━━━━━ Kutipan teks ━━━━━
Pemerintah Diminta Terbitkan Aturan Perlindungan Pelaku Hubungan Industrial
Utama

Pemerintah Diminta Terbitkan Aturan Perlindungan Pelaku Hubungan Industrial

Karena SE Menaker No.M/3/.04/III/2020 tertanggal 17 Maret dinilai belum memberi solusi dampak Covid-19 bagi pekerja/buruh dan pengusaha.

Oleh:
Ady Thea DA
Bacaan 2 Menit
Ilustrasi: BAS
Ilustrasi: BAS

Wabah Covid-19 yang makin meluas berdampak pada hampir seluruh sektor industri. Turunnya jumlah produksi otomatis menurunkan pemasukan yang diperoleh perusahaan. Akibatnya, sebagian pengusaha kesulitan mengelola keuangan termasuk memenuhi kebutuhan biaya operasional. Imbasnya terhadap pemenuhan hak-hak normatif pekerja termasuk PHK massal.

 

Untuk mengatasi ini, Menteri Ketenagakerjaan telah menerbitkan Surat Edaran Menaker No.M/3/HK.04/III/2020 tertanggal 17 Maret 2020 yang ditujukan kepada Gubernur di seluruh Indonesia. Intinya surat ini sebagai pedoman perlindungan buruh dan kebelangsungan usaha dalam rangka pencegahan dan penanggulangan Covid-19. Namun, SE Menaker itu dirasa belum memadai.

 

Advokat yang tergabung dalam Tim Advokasi Peduli Hukum Indonesia, Johan Imanuel menilai dampak pandemi Covid-19 menyulitkan pelaku hubungan industrial baik kalangan pengusaha dan pekerja. Sementara regulasi yang ada saat ini dinilai belum memadai untuk menjawab masalah yang muncul akibat dampak pandemi Covid-19. Pekerja rugi karena tidak mendapat hak-haknya sesuai ketentuan dan pelaku usaha mengalami kerugian dalam usahanya.
━━━━━
◆ **Butir tugas**: Salin seluruh kutipan tentang aturan perlindungan pelaku hubungan industrial di atas tanpa mengubah apa pun. Entri berikut merupakan bahan tersendiri yang terpisah dari kutipan di atas.
━━━━━ Informasi hasil ekstraksi ━━━━━
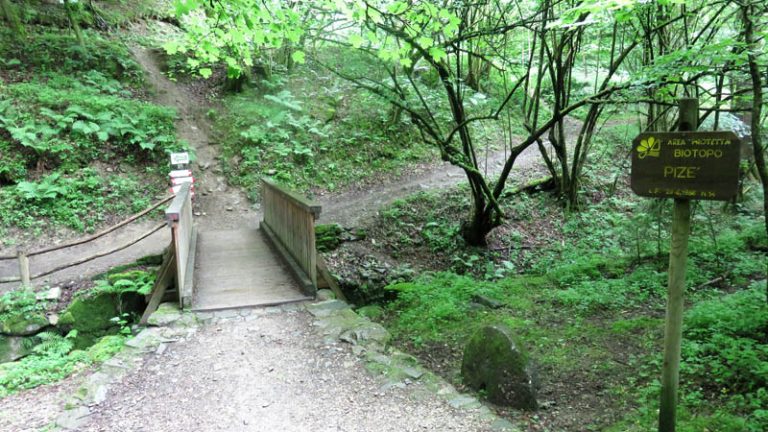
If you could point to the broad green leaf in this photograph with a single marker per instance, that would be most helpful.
(298, 57)
(356, 40)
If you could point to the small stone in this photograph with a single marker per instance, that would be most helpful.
(325, 294)
(495, 362)
(326, 308)
(73, 419)
(413, 372)
(53, 294)
(464, 401)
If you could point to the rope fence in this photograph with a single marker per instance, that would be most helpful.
(25, 276)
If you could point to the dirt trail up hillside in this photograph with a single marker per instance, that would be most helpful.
(253, 370)
(350, 207)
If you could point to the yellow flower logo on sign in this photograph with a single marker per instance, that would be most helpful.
(649, 147)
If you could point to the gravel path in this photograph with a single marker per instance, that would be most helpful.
(270, 372)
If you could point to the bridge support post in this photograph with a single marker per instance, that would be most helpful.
(26, 279)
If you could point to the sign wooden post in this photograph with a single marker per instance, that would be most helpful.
(684, 165)
(678, 260)
(26, 279)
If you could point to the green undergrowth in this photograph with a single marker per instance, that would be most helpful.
(586, 293)
(94, 14)
(310, 134)
(54, 359)
(51, 50)
(91, 329)
(76, 146)
(724, 368)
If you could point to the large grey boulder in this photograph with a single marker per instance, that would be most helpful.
(13, 348)
(494, 362)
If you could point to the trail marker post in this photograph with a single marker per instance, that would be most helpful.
(685, 165)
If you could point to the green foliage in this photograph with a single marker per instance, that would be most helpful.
(725, 343)
(66, 112)
(439, 307)
(49, 50)
(80, 201)
(22, 301)
(138, 281)
(289, 138)
(723, 370)
(64, 121)
(53, 360)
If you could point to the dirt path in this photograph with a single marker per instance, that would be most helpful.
(348, 208)
(218, 206)
(271, 373)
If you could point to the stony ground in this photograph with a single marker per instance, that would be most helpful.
(290, 368)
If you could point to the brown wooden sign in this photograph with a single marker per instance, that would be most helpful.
(691, 165)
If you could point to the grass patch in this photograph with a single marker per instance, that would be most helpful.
(76, 147)
(594, 320)
(310, 134)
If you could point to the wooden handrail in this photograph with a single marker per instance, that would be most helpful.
(289, 223)
(90, 258)
(178, 215)
(301, 201)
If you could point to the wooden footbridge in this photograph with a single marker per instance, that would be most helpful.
(214, 270)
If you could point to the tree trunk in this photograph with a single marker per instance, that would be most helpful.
(74, 22)
(12, 18)
(748, 12)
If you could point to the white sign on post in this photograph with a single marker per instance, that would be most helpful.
(179, 158)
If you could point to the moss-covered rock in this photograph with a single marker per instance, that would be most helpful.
(91, 314)
(371, 311)
(328, 237)
(23, 324)
(13, 348)
(494, 362)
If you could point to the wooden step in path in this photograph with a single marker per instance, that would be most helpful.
(239, 268)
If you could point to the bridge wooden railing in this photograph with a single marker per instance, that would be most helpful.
(26, 276)
(179, 217)
(289, 223)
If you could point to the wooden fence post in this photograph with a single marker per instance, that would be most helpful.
(678, 257)
(24, 268)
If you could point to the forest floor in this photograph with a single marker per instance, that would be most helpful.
(268, 370)
(270, 374)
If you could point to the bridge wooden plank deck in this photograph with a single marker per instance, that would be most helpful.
(240, 269)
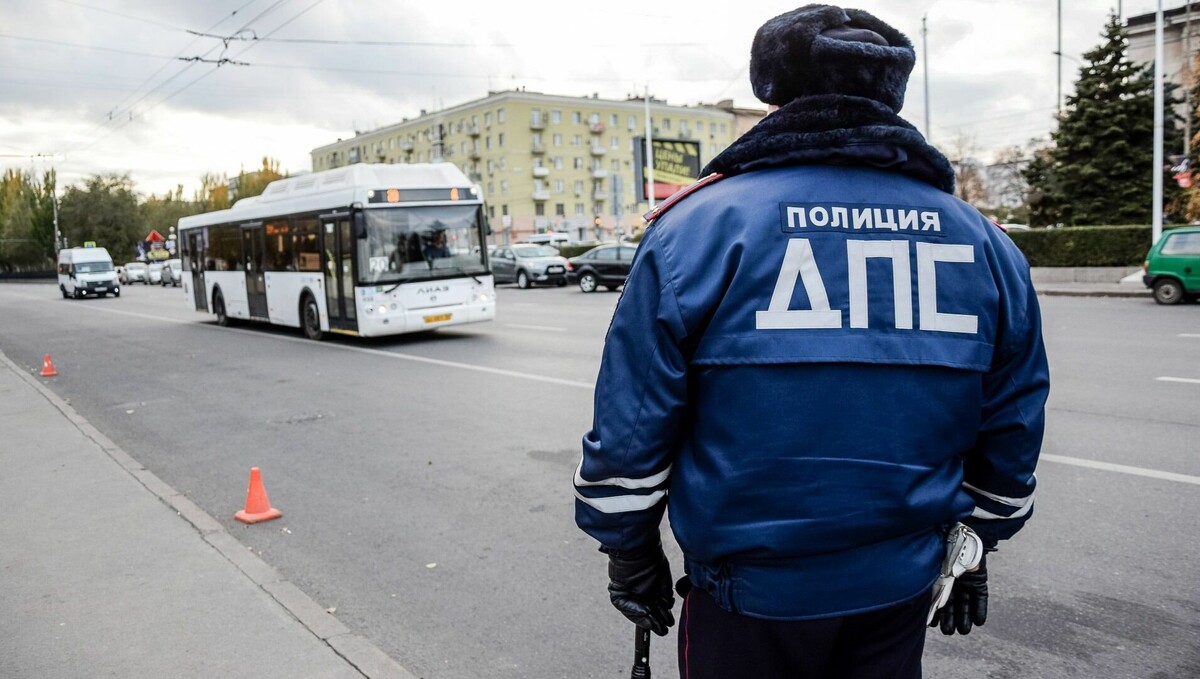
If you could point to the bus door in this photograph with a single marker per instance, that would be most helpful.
(252, 253)
(196, 263)
(337, 252)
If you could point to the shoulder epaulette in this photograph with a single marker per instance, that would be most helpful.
(681, 194)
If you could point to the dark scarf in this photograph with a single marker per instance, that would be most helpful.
(835, 130)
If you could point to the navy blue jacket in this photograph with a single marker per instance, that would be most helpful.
(819, 370)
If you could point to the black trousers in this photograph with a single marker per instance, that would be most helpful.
(881, 644)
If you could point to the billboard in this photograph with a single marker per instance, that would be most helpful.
(676, 164)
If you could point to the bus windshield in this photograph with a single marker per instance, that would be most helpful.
━━━━━
◆ **Hasil tugas**:
Pemerintah Diminta Terbitkan Aturan Perlindungan Pelaku Hubungan Industrial
Utama

Pemerintah Diminta Terbitkan Aturan Perlindungan Pelaku Hubungan Industrial

Karena SE Menaker No.M/3/.04/III/2020 tertanggal 17 Maret dinilai belum memberi solusi dampak Covid-19 bagi pekerja/buruh dan pengusaha.

Oleh:
Ady Thea DA
Bacaan 2 Menit
Ilustrasi: BAS
Ilustrasi: BAS

Wabah Covid-19 yang makin meluas berdampak pada hampir seluruh sektor industri. Turunnya jumlah produksi otomatis menurunkan pemasukan yang diperoleh perusahaan. Akibatnya, sebagian pengusaha kesulitan mengelola keuangan termasuk memenuhi kebutuhan biaya operasional. Imbasnya terhadap pemenuhan hak-hak normatif pekerja termasuk PHK massal.

 

Untuk mengatasi ini, Menteri Ketenagakerjaan telah menerbitkan Surat Edaran Menaker No.M/3/HK.04/III/2020 tertanggal 17 Maret 2020 yang ditujukan kepada Gubernur di seluruh Indonesia. Intinya surat ini sebagai pedoman perlindungan buruh dan kebelangsungan usaha dalam rangka pencegahan dan penanggulangan Covid-19. Namun, SE Menaker itu dirasa belum memadai.

 

Advokat yang tergabung dalam Tim Advokasi Peduli Hukum Indonesia, Johan Imanuel menilai dampak pandemi Covid-19 menyulitkan pelaku hubungan industrial baik kalangan pengusaha dan pekerja. Sementara regulasi yang ada saat ini dinilai belum memadai untuk menjawab masalah yang muncul akibat dampak pandemi Covid-19. Pekerja rugi karena tidak mendapat hak-haknya sesuai ketentuan dan pelaku usaha mengalami kerugian dalam usahanya.